Description of the task: For each statement, answer yes or no according to the passage on reincarnation research, and quote the words of the passage that decide it. (a) The scientific community has, for the most part, ignored the idea of a continuum of life beyond death. (b) Dr Ian Stevenson was a British psychiatrist. (c) The Division of Perceptual Studies is part of the University of Virginia School of Medicine.

Text excerpt:
The nebulous and fascinating concept of continuum of life beyond death has been, by and large, ignored by the scientific community. But not all scientists are reincarnation sceptics. A small group of inquiring researchers has kept the field alive, though barely — as a few recent studies illustrate.

These researchers are adherents of a school of thought that moved the concept of ‘life beyond death’ out of the sphere of religion and culture and into science, following the seminal investigative work done by Dr Ian Stevenson, a Canadian-American psychiatrist and Founder and Director of the Division of Perceptual Studies at the University of Virginia School of Medicine.

Listed records:
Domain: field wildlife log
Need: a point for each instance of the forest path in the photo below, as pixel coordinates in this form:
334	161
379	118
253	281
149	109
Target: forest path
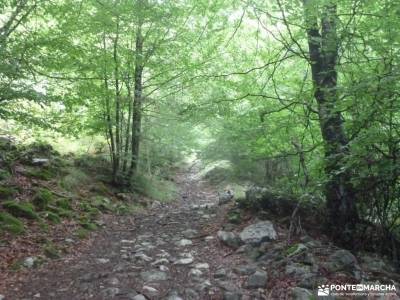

Response to the exercise:
(a) Yes: "has been, by and large, ignored by the scientific community."
(b) No: "a Canadian-American psychiatrist."
(c) Yes: "the Division of Perceptual Studies at the University of Virginia School of Medicine."